◆ **Challenge**: Reproduce the stretch of the Citroën SM text from "The major departure" through "reducing driver fatigue." word for word.

Quite naturally, the SM employed Citroën’s centralised engine-driven, high-pressure hydraulics for damping, steering, braking, levelling and attitude control. This highly innovative and technically ambitious oleo-pneumatic system was developed by Paul Magès and first employed for the rear suspension of the 1954 15 h model, prior to it being rolled out in fully interconnected form in 1955’s DS 19.
Assisting Magès on Projet S was Hubert Alléra, who had designed the hydraulically actuated gearchange for the DS. Suspension-wise, the car wouldn’t depart radically from existing practice, in fact a great deal of DS thinking (and hardware) was carried over – largely for cost reasons, but also because in the opinion of Jacques Né, not only were they strong enough to cope with the car’s additional performance, they were entirely appropriate to a car of its potential.
The major departure from previous Citroën technical practice was Magès’ radical DIRAVI (DIrection a RAppel asser-VI) speed-sensitive, self-centring steering, introducing, alongside the geometrically pure centre-point steering, an unprecedented level of control. Such was its directness, an unpowered system would have rendered the car undriveable.
To alleviate this, Magès’ engineers developed a speed-sensitive variable servo, which provided maximum assist at very low speed (manoeuvring or parking) with a gradual easing of assistance as speeds rose, with zero assistance at high speeds when straight line stability was of greater importance. Coupled to this was powered self-centring, which came into effect once the handwheel was deflected from the straight ahead position, aiding high speed stability and reducing driver fatigue.
Engineers determined from their exhaustive tests of the system that the smaller movements required upon the handwheel with the DIRAVI setup combined with the ultra-quick steering ratio, saved important time during direction changes, making for quicker and safer manoeuvring.
Architecturally, given that Né was an André Lefèbvre loyalist, he would have been bound to uphold the definitive Citroën way of approaching matters. Furthermore, he was not operating with an unlimited budget, so either way there was a compelling case to be made for continuity.
Hence, the SM body structure and chassis layout closely reflected that of the existing DS, with a large pressed steel punt-shaped base unit, to which the structural elements of the SM bodyshell were welded. One notable advantage of the DS layout was that the engine’s fitment well inside the wheelbase not only aided weight distribution, but allowed for a more favourable dash to axle ratio, which a fore axle FWD layout would have made impossible.
However, this layout, with the engine mounted aft of the gearbox and final drive, was not particularly space efficient, and despite the engine being tucked snugly against the bulkhead, there entailed a long frontal overhang – fortunately another Citroën tradition. A further advantage of this layout was a low polar moment of inertia, which aided stability and balance. All of these factors would entail that the SM was a larger car than strictly necessary, more so even than the more commodious DS saloon.
The SM also brought a new sophistication to something as prosaic as lighting, hydraulics being employed to provide automatic levelling for the six quartz halogen Cibie headlamps; the inner pair also turning in harmony with steering inputs. Following DS practice, the SM employed a pressure sensitive brake button, which operated the four wheel discs, the front brakes mounted inboard, alongside the final drive unit.

◆ **Dataset**:
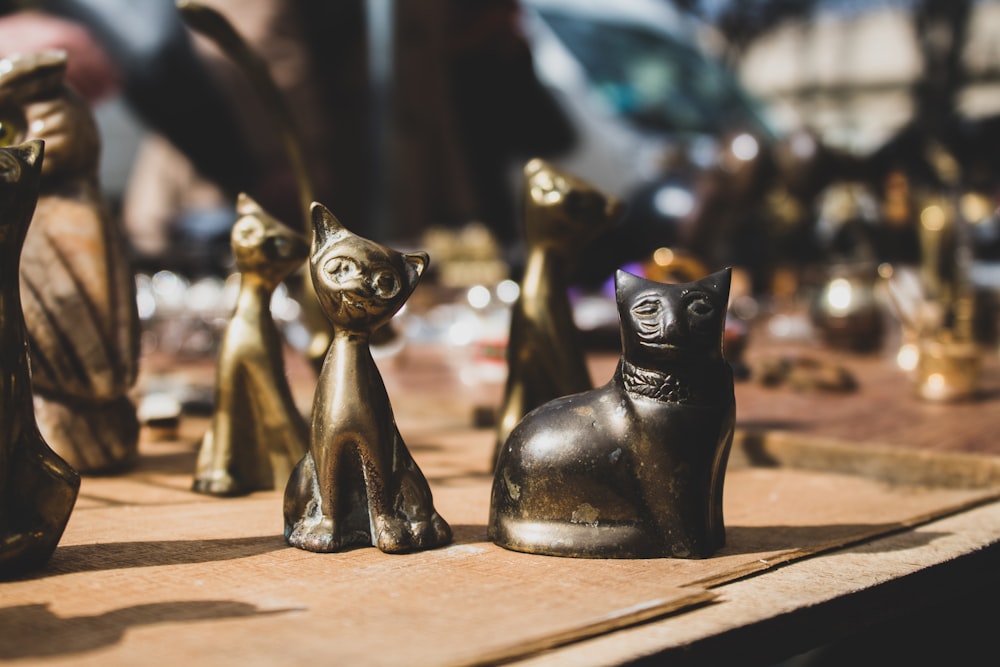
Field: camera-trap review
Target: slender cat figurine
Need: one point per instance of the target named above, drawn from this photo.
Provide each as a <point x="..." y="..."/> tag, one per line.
<point x="37" y="488"/>
<point x="635" y="468"/>
<point x="545" y="359"/>
<point x="77" y="287"/>
<point x="358" y="484"/>
<point x="257" y="434"/>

◆ **Answer in full**:
The major departure from previous Citroën technical practice was Magès’ radical DIRAVI (DIrection a RAppel asser-VI) speed-sensitive, self-centring steering, introducing, alongside the geometrically pure centre-point steering, an unprecedented level of control. Such was its directness, an unpowered system would have rendered the car undriveable.
To alleviate this, Magès’ engineers developed a speed-sensitive variable servo, which provided maximum assist at very low speed (manoeuvring or parking) with a gradual easing of assistance as speeds rose, with zero assistance at high speeds when straight line stability was of greater importance. Coupled to this was powered self-centring, which came into effect once the handwheel was deflected from the straight ahead position, aiding high speed stability and reducing driver fatigue.